- _Problem details_
Reproduce all entries word for word.

- _Excerpted records_
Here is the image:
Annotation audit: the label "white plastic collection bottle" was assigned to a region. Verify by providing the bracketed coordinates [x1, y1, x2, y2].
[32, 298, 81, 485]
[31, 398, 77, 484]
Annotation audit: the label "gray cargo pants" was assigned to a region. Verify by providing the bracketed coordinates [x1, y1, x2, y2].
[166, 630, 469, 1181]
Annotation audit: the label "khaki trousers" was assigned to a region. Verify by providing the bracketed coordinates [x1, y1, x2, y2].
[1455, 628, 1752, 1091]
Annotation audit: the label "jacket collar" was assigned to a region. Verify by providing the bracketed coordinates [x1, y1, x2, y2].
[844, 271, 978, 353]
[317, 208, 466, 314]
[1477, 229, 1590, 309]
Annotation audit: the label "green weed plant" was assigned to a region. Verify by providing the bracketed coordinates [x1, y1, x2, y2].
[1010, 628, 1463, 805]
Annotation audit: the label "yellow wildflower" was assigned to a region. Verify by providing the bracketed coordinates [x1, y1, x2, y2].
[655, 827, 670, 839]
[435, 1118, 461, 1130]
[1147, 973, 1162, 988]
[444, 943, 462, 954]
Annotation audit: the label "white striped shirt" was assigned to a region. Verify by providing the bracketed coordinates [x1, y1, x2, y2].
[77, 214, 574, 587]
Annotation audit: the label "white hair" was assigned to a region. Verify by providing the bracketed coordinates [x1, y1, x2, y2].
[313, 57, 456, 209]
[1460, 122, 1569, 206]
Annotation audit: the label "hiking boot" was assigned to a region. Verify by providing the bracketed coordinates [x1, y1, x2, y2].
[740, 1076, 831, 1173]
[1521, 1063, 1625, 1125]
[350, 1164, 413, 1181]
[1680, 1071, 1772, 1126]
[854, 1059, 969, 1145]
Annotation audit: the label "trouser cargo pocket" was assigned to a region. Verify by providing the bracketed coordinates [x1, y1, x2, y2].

- _Task answer_
Here is the image:
Annotation audit: the label "white plastic collection bottle" was assigned to a region. Verify by providing the bracketed coordinates [x1, y1, x2, y2].
[32, 298, 81, 485]
[31, 398, 77, 484]
Annotation audit: the label "gray cargo pants" was assigned to a region. Verify by providing the bracketed coordinates [x1, y1, x2, y2].
[166, 630, 469, 1181]
Annotation audit: the label "khaki trousers" was assigned to a region. Verify by providing the bracketed coordinates [x1, y1, x2, y2].
[1455, 628, 1752, 1091]
Annotation audit: the label "jacket collar" was assigned to a region. Verify by providing the bracketed coordinates [x1, y1, x2, y2].
[844, 271, 978, 353]
[317, 208, 466, 314]
[1477, 229, 1590, 309]
Annotation audit: the label "green weed plant" was assigned to a region. Verify by providing the bracketed coordinates [x1, y1, x2, y2].
[1010, 628, 1463, 805]
Annotation audit: the label "yellow wildflower" was assigned to a region. Verify by providing the bracketed coordinates [x1, y1, x2, y2].
[655, 827, 670, 839]
[435, 1118, 461, 1130]
[1147, 973, 1162, 988]
[444, 943, 462, 954]
Annotation audit: the label "white striped shirt" was assigned to a region. Verify by providing the bracketed coordinates [x1, y1, x2, y2].
[77, 214, 574, 587]
Annotation audit: the label "white hair" was assigned to a region. Verify by providing the bracketed coordinates [x1, y1, x2, y2].
[313, 57, 456, 209]
[1460, 122, 1569, 206]
Annotation audit: the label "hiking boot" was assigned to a region. Verify by providing the bracketed coordinates [x1, y1, x2, y2].
[740, 1076, 831, 1173]
[1521, 1063, 1625, 1125]
[350, 1164, 413, 1181]
[1680, 1071, 1772, 1126]
[854, 1059, 969, 1145]
Annotation audit: the label "trouser cargo pocket" was assigned to a region. Verify by providing the bracketed coordinates [x1, y1, x2, y2].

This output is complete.